» **Petunjuk Pengerjaan**
• A. Jawablah pertanyaan berikut berdasarkan teks tentang Gerakan Pramuka.
(i) Pada tanggal berapa tulisan ini dimuat di Harian Yogya Post?
(ii) Berdasarkan Keputusan Presiden RI nomor berapa dan tahun berapa Gerakan Pramuka dibentuk?
(iii) Berapa rentang usia anak, remaja, dan pemuda Indonesia yang menjadi sasaran pendidikan Gerakan Pramuka?
• B. Salin ulang dengan tepat bagian teks tentang Gerakan Pramuka yang dibuka dengan kata-kata "Tulisan ini merupakan" dan ditutup dengan "anak bangsa. Amin.".

» **Teks Bacaan**
= = = = =

Kak Fauzi Eko Pranyono
Ketua Dewan Racana WR Supratman Gugusdepan 007, pangkalan IKIP Yogyakarta (1986-1987)
Anggota Dewan Kerja Daerah Kwartir Daerah XII DIY (1987 -1991)
Andalan Daerah Penelitian dan Pengembangan Kwartir Daerah XII DIY (2006 - 2010)
Anggota Dewan Kerja Daerah Kwartir Daerah XII DIY (1987 -1991)
Andalan Daerah Penelitian dan Pengembangan Kwartir Daerah XII DIY (2006 - 2010)
Kursus Pembina Mahir Lanjutan Golongan Penegak, Kwartir Daerah Daerah Istimewa Yogyakarta (1993)
Kursus Pelatih Tingkat Dasar Kwartir Daerah Daerah Istimewa Yogyakarta (1997)
Ketua Umum Pengurus Pusat Ikatan Pamong Belajar Indonesia (2009 -2012)
Ketua Umum Dewan Pengurus Pusat Himpunan
Penggiat Teknologi Informasi dan Komunikasi Pendidikan Nonformal (2012 - 2016)
Tulisan ini merupakan salah satu dari trilogi artikel saya tentang kegelisahan kondisi Gerakan Pramuka hampir duapuluh tahun yang lalu. Tulisan ini saya tulis sembilan belas tahun yang lalu, dan pernah dimuat di Harian Yogya Post (sudah almarhum) pada 23 Agustus 1991. Mudah-mudahan revitalisasi Gerakan Pramuka yang saat ini menggelora dapat menggairahkan kembali pendidikan kepramukaan sehingga kembali memiliki peran yang bermakna dalam mengembangkan karakter anak bangsa. Amin.
Gerakan Pramuka dibentuk berdasarkan
Keputusan Presiden RI nomor 238 tahun 1961, yang merupakan peleburan
dari puluhan organisasi kepanduan. Gerakan Pramuka mengemban misi utama
sebagai wadah pembinaan watak dan kepribadian generasi muda, yang dalam
pelaksanaannya menggunakan prinsip-prinsip kepanduan yang dikemukakan
oleh pendirinya Lord Baden Powell. Di Indonesia prinsip-prinsip
kepanduan itu dikenal sebagai prinsip dasar metodik pendidikan
kepramukaan. Karena ciri-ciri prinsip dasar metodik pendidikan
kepramukaan yang melekat maka Gerakan Pramuka berfungsi sebagai lembaga
pendidikan, utamanya lembaga pendidikan bagi anak, remaja dan pemuda
Indonesia yang berusia 7 tahun sampai dengan 25 tahun digolongkan ke
dalam golongan Siaga, Penggalang, Penegak dan Pandega.

= = = = =

» **Data yang Disediakan**
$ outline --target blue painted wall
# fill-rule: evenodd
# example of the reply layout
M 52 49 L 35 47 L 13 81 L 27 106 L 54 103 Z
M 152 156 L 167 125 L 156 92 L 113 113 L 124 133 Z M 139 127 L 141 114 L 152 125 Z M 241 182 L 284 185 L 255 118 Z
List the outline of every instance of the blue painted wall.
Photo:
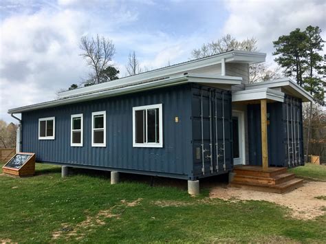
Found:
M 230 93 L 210 89 L 218 96 L 221 145 L 222 92 L 225 95 L 226 170 L 221 170 L 223 159 L 220 158 L 220 170 L 209 172 L 210 160 L 206 156 L 212 154 L 216 157 L 218 153 L 213 151 L 205 153 L 206 173 L 203 175 L 202 160 L 196 159 L 194 155 L 195 148 L 201 143 L 198 110 L 201 87 L 204 92 L 205 149 L 209 149 L 209 88 L 187 84 L 23 113 L 23 151 L 35 153 L 39 162 L 181 179 L 195 179 L 225 173 L 232 168 Z M 133 148 L 133 107 L 160 103 L 162 104 L 163 110 L 163 148 Z M 107 113 L 107 146 L 91 147 L 91 113 L 100 111 Z M 83 114 L 83 146 L 72 147 L 71 115 L 78 113 Z M 177 123 L 175 120 L 176 116 L 179 118 Z M 47 117 L 56 118 L 54 140 L 38 139 L 39 118 Z
M 133 107 L 159 103 L 163 104 L 163 148 L 133 148 Z M 99 111 L 107 111 L 105 148 L 91 147 L 91 113 Z M 70 146 L 70 116 L 76 113 L 83 114 L 83 147 Z M 39 118 L 53 116 L 56 118 L 55 140 L 39 140 Z M 175 116 L 179 116 L 179 123 L 175 122 Z M 190 85 L 23 113 L 23 151 L 35 153 L 39 162 L 126 172 L 144 170 L 150 175 L 186 178 L 192 175 L 191 117 Z
M 292 136 L 291 131 L 292 121 L 290 118 L 290 110 L 292 103 L 295 120 L 293 122 L 295 131 L 293 141 L 296 142 L 296 154 L 294 150 L 292 156 Z M 287 150 L 287 107 L 289 111 L 289 141 L 290 153 Z M 249 162 L 250 165 L 261 165 L 261 110 L 260 104 L 248 105 L 248 124 L 249 142 Z M 299 118 L 297 119 L 298 111 Z M 303 159 L 303 140 L 302 122 L 302 101 L 298 98 L 285 95 L 285 102 L 268 103 L 267 113 L 270 117 L 268 120 L 268 164 L 272 166 L 293 167 L 304 164 Z M 298 122 L 296 122 L 298 120 Z M 298 138 L 300 140 L 298 140 Z M 299 145 L 299 144 L 300 145 Z M 289 161 L 290 155 L 290 161 Z M 299 162 L 299 159 L 301 162 Z

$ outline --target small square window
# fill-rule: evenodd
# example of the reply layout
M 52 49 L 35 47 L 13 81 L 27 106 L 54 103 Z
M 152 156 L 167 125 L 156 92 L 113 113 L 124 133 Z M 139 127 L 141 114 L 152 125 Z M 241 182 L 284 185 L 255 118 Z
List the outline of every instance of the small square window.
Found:
M 163 147 L 162 104 L 133 108 L 134 147 Z

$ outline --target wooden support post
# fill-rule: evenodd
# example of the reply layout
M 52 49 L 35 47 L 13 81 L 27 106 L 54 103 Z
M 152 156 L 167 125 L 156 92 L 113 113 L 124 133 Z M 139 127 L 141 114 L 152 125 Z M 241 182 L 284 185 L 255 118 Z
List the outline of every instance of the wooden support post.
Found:
M 268 151 L 267 145 L 267 100 L 261 100 L 261 155 L 263 170 L 268 169 Z

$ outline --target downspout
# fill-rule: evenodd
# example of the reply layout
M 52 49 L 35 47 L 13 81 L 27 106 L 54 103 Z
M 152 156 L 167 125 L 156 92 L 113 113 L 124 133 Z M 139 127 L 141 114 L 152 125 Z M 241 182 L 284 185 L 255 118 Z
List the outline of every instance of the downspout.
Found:
M 14 119 L 17 120 L 19 124 L 18 124 L 17 133 L 16 134 L 16 153 L 21 151 L 21 120 L 14 115 L 12 113 L 10 116 Z
M 221 60 L 221 75 L 225 76 L 226 75 L 226 60 L 225 58 L 222 58 Z

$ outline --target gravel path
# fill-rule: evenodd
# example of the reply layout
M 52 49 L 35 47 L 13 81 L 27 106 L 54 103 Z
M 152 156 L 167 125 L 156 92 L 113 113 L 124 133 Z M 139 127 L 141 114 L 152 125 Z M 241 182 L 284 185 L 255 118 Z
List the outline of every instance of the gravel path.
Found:
M 316 197 L 324 196 L 324 199 Z M 312 219 L 326 213 L 326 182 L 307 181 L 303 186 L 287 193 L 277 194 L 258 192 L 236 188 L 213 188 L 211 198 L 224 200 L 267 201 L 288 207 L 292 210 L 291 216 L 300 219 Z

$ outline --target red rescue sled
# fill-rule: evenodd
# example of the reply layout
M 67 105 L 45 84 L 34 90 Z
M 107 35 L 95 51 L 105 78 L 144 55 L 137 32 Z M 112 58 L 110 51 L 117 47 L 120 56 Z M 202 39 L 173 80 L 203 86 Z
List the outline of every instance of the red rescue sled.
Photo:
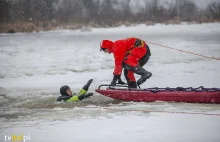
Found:
M 106 86 L 106 89 L 101 87 Z M 134 102 L 154 102 L 172 101 L 187 103 L 220 103 L 220 88 L 147 88 L 147 89 L 128 89 L 127 86 L 110 87 L 100 85 L 96 92 L 123 101 Z

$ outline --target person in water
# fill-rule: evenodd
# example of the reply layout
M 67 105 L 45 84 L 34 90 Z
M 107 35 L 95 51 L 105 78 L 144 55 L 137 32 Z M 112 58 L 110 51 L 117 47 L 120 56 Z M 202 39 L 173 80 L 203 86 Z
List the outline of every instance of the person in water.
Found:
M 93 81 L 93 79 L 90 79 L 77 94 L 72 93 L 69 86 L 67 86 L 67 85 L 62 86 L 60 88 L 61 96 L 59 96 L 57 98 L 57 101 L 77 102 L 77 101 L 81 101 L 85 98 L 92 96 L 93 93 L 87 93 L 92 81 Z
M 100 48 L 105 53 L 114 54 L 115 69 L 111 86 L 115 86 L 117 81 L 119 84 L 123 83 L 121 81 L 123 68 L 129 88 L 137 88 L 137 85 L 141 85 L 152 76 L 151 72 L 143 68 L 151 56 L 150 48 L 145 41 L 134 37 L 116 40 L 115 42 L 102 40 Z M 137 82 L 134 73 L 141 75 Z

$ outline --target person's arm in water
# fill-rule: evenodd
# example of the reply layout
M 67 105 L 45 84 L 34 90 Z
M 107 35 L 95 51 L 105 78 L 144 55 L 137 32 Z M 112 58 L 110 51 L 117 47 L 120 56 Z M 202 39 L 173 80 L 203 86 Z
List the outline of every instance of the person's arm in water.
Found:
M 93 93 L 87 93 L 89 86 L 91 85 L 93 79 L 90 79 L 84 86 L 82 89 L 80 89 L 79 91 L 79 95 L 74 95 L 72 96 L 70 99 L 66 100 L 66 102 L 77 102 L 77 101 L 81 101 L 85 98 L 88 98 L 90 96 L 93 95 Z M 86 94 L 87 93 L 87 94 Z

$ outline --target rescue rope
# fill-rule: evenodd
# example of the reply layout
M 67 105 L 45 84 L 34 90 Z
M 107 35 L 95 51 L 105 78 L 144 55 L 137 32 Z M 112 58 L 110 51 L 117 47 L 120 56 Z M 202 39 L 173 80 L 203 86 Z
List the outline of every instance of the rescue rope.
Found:
M 141 91 L 143 91 L 143 90 L 141 90 Z M 150 92 L 153 92 L 153 93 L 163 92 L 163 91 L 220 92 L 220 88 L 204 88 L 203 86 L 200 86 L 200 87 L 198 87 L 198 88 L 193 88 L 193 87 L 188 87 L 188 88 L 184 88 L 184 87 L 177 87 L 177 88 L 170 88 L 170 87 L 158 88 L 158 87 L 154 87 L 154 88 L 144 89 L 144 91 L 150 91 Z
M 85 106 L 82 108 L 99 108 L 99 109 L 106 109 L 106 110 L 117 110 L 117 111 L 127 111 L 127 112 L 156 112 L 156 113 L 176 113 L 176 114 L 194 114 L 194 115 L 212 115 L 212 116 L 220 116 L 218 113 L 202 113 L 202 112 L 184 112 L 184 111 L 160 111 L 160 110 L 139 110 L 139 109 L 115 109 L 115 108 L 108 108 L 108 107 L 97 107 L 97 106 Z
M 172 48 L 172 47 L 169 47 L 169 46 L 165 46 L 165 45 L 161 45 L 161 44 L 153 43 L 153 42 L 146 41 L 146 40 L 145 40 L 145 42 L 147 42 L 147 43 L 151 43 L 151 44 L 154 44 L 154 45 L 157 45 L 157 46 L 161 46 L 161 47 L 169 48 L 169 49 L 172 49 L 172 50 L 177 50 L 177 51 L 180 51 L 180 52 L 185 52 L 185 53 L 188 53 L 188 54 L 192 54 L 192 55 L 196 55 L 196 56 L 201 56 L 201 57 L 204 57 L 204 58 L 209 58 L 209 59 L 213 59 L 213 60 L 220 60 L 220 58 L 215 58 L 215 57 L 205 56 L 205 55 L 201 55 L 201 54 L 197 54 L 197 53 L 193 53 L 193 52 L 189 52 L 189 51 L 185 51 L 185 50 L 181 50 L 181 49 L 176 49 L 176 48 Z

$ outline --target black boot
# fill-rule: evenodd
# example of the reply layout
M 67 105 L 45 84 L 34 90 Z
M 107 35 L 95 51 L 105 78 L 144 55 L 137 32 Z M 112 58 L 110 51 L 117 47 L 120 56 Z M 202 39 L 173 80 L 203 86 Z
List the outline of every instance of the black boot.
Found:
M 134 67 L 134 73 L 141 75 L 141 78 L 138 79 L 137 81 L 138 86 L 143 84 L 147 79 L 149 79 L 152 76 L 151 72 L 146 71 L 144 68 L 142 68 L 139 65 Z
M 137 88 L 137 83 L 135 81 L 128 81 L 128 88 Z

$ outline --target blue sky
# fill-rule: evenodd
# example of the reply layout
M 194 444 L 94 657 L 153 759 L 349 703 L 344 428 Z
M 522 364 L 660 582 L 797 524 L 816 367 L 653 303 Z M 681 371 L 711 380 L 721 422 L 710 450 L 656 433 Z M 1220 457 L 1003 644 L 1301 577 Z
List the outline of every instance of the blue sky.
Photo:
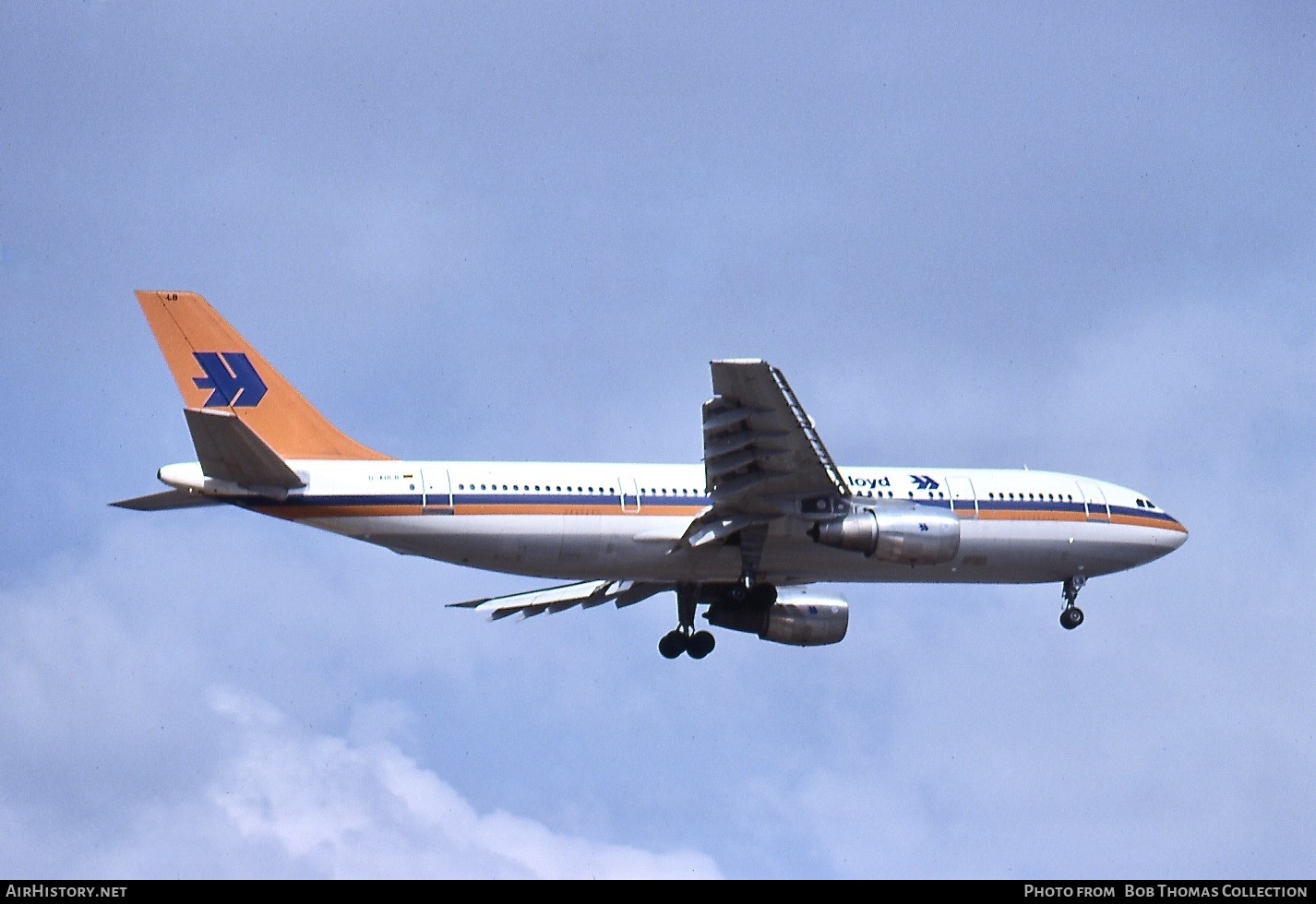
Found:
M 0 872 L 1311 875 L 1309 4 L 0 5 Z M 850 465 L 1061 470 L 1192 532 L 850 634 L 237 511 L 134 288 L 399 457 L 699 458 L 707 362 Z

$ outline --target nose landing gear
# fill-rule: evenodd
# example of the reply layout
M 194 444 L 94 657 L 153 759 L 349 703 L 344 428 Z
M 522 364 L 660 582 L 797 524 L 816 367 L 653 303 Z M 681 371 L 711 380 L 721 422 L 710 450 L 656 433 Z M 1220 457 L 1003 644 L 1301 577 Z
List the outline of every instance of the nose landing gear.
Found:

= = = = =

» **Hasil Pengerjaan**
• A.
(i) 23 Agustus 1991
(ii) Nomor 238 tahun 1961
(iii) 7 tahun sampai dengan 25 tahun

• B.
Tulisan ini merupakan salah satu dari trilogi artikel saya tentang kegelisahan kondisi Gerakan Pramuka hampir duapuluh tahun yang lalu. Tulisan ini saya tulis sembilan belas tahun yang lalu, dan pernah dimuat di Harian Yogya Post (sudah almarhum) pada 23 Agustus 1991. Mudah-mudahan revitalisasi Gerakan Pramuka yang saat ini menggelora dapat menggairahkan kembali pendidikan kepramukaan sehingga kembali memiliki peran yang bermakna dalam mengembangkan karakter anak bangsa. Amin.